### Job 1
Copy from the quizbowl thread below, starting with "If you love" and going on through "will always remember.".
### Job 2
In the quizbowl thread below, in what city was the Ak-Sar-Ben National Livestock Quizbowl won?
### Job 3
Put this sentence from the quizbowl thread below into Spanish: "We were recognized on stage in front of the rodeo audience... it was pretty much the best week of my life."

==== Page excerpt ====

# National Quizbowl Champions!!!!



## Dani-1995 (Mar 11, 2011)

Hi everyone, 

I am so excited to say that I am a member of the North Carolina Skillathon and Quizbowl team. This weekend we won the Ak-Sar-Ben National Livestock Quizbowl in Omaha, NE!!! We were top of the bracket the whole way through and I can't ever begin to tell you how exciting this was!!! We were recognized on stage in front of the rodeo audience... it was pretty much the best week of my life. 

If you love livestock thwn definitely look into skillathon and quizbowl!! It will change your life


----------



## Used2bmimi (Oct 3, 2012)

Very nice! Congratulations! That is quite an accomplishment. Something you will always remember.


----------



## ksalvagno (Oct 6, 2009)

Wow, that is fantastic! Congratulations!


----------



## Scottyhorse (Feb 11, 2013)

Woohoo!! Congrats


----------



## Dani-1995 (Mar 11, 2011)

Thanks!!!


----------



## MoKa-Farms (Jun 19, 2013)

Congrats!


----------



## toth boer goats (Jul 20, 2008)

Congrats


----------



## Dani-1995 (Mar 11, 2011)

Thank you!!!!


----------

==== Extracted entries ====

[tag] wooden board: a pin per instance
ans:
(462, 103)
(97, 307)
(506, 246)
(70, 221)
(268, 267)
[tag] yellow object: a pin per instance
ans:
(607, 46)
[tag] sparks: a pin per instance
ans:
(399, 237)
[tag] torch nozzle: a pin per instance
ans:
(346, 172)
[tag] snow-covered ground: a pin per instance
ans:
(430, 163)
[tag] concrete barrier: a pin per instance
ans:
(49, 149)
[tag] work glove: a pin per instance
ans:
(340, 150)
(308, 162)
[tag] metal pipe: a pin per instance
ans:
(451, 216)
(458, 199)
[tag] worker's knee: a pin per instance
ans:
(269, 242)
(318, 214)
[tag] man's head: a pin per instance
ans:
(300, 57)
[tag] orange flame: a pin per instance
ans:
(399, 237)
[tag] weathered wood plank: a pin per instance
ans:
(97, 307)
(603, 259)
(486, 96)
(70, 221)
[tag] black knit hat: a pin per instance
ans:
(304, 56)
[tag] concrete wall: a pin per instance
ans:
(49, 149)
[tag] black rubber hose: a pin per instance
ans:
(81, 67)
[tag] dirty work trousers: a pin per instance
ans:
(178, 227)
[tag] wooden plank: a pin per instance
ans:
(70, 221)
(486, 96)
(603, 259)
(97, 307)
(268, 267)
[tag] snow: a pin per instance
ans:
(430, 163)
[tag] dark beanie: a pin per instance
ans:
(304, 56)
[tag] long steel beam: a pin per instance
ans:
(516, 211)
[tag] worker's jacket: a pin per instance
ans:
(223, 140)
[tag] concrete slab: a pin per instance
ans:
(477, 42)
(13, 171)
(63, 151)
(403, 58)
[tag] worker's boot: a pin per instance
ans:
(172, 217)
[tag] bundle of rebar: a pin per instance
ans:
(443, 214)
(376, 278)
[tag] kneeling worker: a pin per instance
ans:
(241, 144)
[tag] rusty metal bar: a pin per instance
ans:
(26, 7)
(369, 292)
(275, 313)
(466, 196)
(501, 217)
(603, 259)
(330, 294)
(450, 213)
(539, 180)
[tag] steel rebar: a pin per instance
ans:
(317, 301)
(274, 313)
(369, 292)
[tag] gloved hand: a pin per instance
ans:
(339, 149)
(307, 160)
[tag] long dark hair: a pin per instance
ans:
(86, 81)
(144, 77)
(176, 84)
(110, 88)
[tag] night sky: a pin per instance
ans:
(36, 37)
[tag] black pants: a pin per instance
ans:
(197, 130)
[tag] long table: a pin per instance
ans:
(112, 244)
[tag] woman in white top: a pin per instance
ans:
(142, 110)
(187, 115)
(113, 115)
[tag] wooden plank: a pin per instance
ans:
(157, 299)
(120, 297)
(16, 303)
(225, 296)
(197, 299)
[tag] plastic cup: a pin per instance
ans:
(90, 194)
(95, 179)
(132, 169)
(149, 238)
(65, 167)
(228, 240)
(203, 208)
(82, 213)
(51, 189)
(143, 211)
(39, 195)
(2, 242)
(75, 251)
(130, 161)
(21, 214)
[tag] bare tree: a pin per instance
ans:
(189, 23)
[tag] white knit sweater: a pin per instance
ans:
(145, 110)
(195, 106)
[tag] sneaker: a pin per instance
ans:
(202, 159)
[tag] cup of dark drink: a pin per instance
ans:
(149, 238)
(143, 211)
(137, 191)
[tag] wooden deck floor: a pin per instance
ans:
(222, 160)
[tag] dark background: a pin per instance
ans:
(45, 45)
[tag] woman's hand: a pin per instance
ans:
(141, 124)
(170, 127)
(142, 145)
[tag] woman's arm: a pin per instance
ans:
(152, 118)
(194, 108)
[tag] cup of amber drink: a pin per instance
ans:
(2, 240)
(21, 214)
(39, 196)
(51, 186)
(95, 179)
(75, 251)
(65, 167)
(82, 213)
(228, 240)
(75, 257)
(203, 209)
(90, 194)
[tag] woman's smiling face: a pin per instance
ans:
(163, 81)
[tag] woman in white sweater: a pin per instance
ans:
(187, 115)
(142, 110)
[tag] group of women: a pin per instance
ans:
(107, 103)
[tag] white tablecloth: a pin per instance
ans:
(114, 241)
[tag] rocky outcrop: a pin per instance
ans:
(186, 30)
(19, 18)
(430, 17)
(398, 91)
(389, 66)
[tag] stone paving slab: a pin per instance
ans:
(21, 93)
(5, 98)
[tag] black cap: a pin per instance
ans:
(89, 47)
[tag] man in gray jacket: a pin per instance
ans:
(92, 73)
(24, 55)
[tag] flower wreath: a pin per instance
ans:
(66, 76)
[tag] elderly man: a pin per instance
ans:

====

### Exercise answer 1
If you love livestock thwn definitely look into skillathon and quizbowl!! It will change your life


----------



## Used2bmimi (Oct 3, 2012)

Very nice! Congratulations! That is quite an accomplishment. Something you will always remember.

### Exercise answer 2
Omaha, NE.

### Exercise answer 3
Nos reconocieron en el escenario frente al público del rodeo... fue prácticamente la mejor semana de mi vida.